Page excerpt:
##########

Additions to Tax, 6651. Section 6651(a)(1) provides for an addition to tax for failure to timely file a return unless the taxpayer proves that the failure was due to reasonable cause and not due to willful neglect. Section 6651(a)(2) provides for an addition to tax for failure to timely pay the amount shown as tax on a return unless the taxpayer proves that the failure was due to reasonable cause and not due to willful neglect. Section 6654(a) imposes an addition to tax on a taxpayer who fails to make required payments of estimated tax. Section 7491(c) ordinarily imposes the burden of production on the Commissioner. Higbee, 116 T.C. at 446–47. But, where the taxpayer makes no assignments of error as to the additions to tax that were determined in the notices of deficiency, the taxpayer is deemed to have conceded those items. See Rule 34(b)(4).
Frivolous Position Penalty. Section 6673(a)(1) authorizes the Tax Court to require a taxpayer to pay a penalty to the U.S. in an amount not to exceed $25,000 whenever it appears that the taxpayer instituted or maintained the proceeding primarily for delay or that the taxpayer’s position in the proceeding is frivolous or groundless.

##########

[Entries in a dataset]

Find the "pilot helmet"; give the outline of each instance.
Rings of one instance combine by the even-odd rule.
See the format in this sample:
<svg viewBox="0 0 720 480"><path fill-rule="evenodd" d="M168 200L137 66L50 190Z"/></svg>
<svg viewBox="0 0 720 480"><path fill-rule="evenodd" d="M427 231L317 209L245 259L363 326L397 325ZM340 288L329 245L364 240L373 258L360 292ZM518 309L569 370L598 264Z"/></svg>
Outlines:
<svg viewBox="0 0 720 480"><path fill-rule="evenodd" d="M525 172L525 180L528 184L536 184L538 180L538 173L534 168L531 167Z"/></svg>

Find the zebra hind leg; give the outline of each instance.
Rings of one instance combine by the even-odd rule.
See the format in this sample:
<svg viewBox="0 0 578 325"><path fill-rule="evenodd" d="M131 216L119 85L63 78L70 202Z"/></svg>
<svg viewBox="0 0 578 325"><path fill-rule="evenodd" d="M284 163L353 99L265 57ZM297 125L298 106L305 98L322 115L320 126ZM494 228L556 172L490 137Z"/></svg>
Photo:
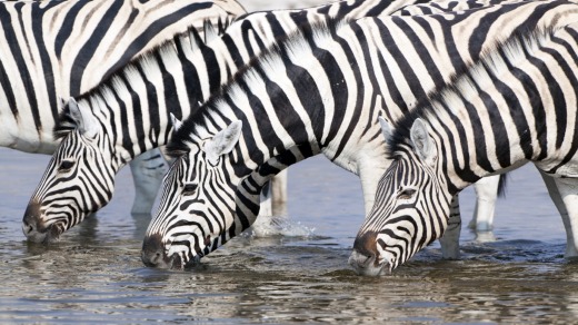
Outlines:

##########

Problem 1:
In the tax excerpt, what is the maximum penalty the Tax Court may require under Section 6673(a)(1)?
Problem 2:
List every provision that the tax excerpt introduces with the word "Section".
Problem 3:
Take the tax excerpt further, starting after its final sentence.

Response 1:
$25,000

Response 2:
Section 6651(a)(1), Section 6651(a)(2), Section 6654(a), Section 7491(c), Section 6673(a)(1)

Response 3:
Insights: When a taxpayer fails to file a return and then alleges that the IRS’s substitutes for return are “Dummy Returns” is not a good angle to take with the Tax Court. Asserting frivolous arguments before the Tax Court is a $25,000 play; fortunately for Ashford, he caught the Tax Court in a favorable mood. The Tax Court cautioned, as it often does (thankfully, for many taxpayers), “Nevertheless, we caution petitioner that he risks penalties under section 6673(a)(1) if he presses similar arguments in the future.”